%%

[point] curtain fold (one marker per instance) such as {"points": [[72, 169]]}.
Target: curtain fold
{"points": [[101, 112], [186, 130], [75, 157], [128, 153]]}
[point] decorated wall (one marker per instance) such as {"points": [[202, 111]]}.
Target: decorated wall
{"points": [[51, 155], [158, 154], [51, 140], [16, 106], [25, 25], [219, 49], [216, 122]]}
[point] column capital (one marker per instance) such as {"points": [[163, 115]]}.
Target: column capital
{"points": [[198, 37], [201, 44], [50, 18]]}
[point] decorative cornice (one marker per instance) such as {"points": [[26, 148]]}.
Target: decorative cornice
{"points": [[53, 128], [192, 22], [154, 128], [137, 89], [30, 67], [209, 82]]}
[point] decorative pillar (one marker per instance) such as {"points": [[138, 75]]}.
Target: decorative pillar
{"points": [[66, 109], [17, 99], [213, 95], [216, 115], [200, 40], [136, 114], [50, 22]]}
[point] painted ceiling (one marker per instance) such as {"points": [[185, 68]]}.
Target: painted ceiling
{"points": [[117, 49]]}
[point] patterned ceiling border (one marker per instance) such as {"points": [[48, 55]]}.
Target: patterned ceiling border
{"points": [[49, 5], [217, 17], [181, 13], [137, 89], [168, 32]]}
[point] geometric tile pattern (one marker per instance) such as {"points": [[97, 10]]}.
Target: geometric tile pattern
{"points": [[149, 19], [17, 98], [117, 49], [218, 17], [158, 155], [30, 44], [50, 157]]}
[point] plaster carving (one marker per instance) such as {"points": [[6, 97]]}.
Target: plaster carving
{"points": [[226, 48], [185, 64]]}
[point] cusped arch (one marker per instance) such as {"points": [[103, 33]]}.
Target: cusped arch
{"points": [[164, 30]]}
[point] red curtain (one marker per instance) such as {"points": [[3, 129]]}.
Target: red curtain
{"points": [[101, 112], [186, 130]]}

%%

> _Given request_: Please update the listing above by replacing every "Target" with "Label" and leaving everything else unchanged.

> _Completed task_:
[point] curtain fold (one marker per instance) such as {"points": [[72, 169]]}.
Label: curtain fold
{"points": [[101, 112], [186, 130], [75, 157], [128, 153]]}
[point] decorated wall (one marker per instance) such as {"points": [[202, 111]]}.
Label: decorated wall
{"points": [[51, 155], [158, 154], [51, 140], [16, 106], [25, 25], [219, 49], [216, 122]]}
[point] column capital (one marker per instance) such as {"points": [[163, 115]]}.
Label: column capital
{"points": [[198, 37], [201, 44], [50, 18]]}
[point] decorative cornice (one marker per instance) such as {"points": [[26, 148]]}.
Label: decorative cornice
{"points": [[53, 128], [192, 22], [154, 128], [137, 89], [30, 67], [209, 82]]}
[point] decorative pillar (one marker per instance) such as {"points": [[138, 75]]}.
Label: decorative pillar
{"points": [[66, 109], [17, 99], [213, 95], [216, 115], [200, 40], [136, 114], [50, 22]]}
[point] painted ceiling (one marker per instance) such as {"points": [[185, 68]]}.
Label: painted ceiling
{"points": [[117, 49]]}
[point] patterned ceiling border (one marker per instance) such as {"points": [[48, 55]]}.
Label: patterned ceiling border
{"points": [[49, 5], [217, 17], [181, 13], [137, 89], [168, 32]]}
[point] geometric tile pattern (one marker per instance) such as {"points": [[97, 10]]}.
Label: geometric tile pattern
{"points": [[149, 19], [17, 98], [117, 49], [218, 17], [158, 155], [30, 44], [50, 157]]}
[point] plaster carving (one marker per instance) such as {"points": [[6, 97]]}.
Label: plaster carving
{"points": [[226, 48], [185, 64]]}
[point] cusped arch (one marker per instance) such as {"points": [[103, 33]]}.
Label: cusped arch
{"points": [[164, 30]]}
[point] red curtain (one marker per instance) such as {"points": [[3, 129]]}.
Label: red curtain
{"points": [[101, 112], [186, 130]]}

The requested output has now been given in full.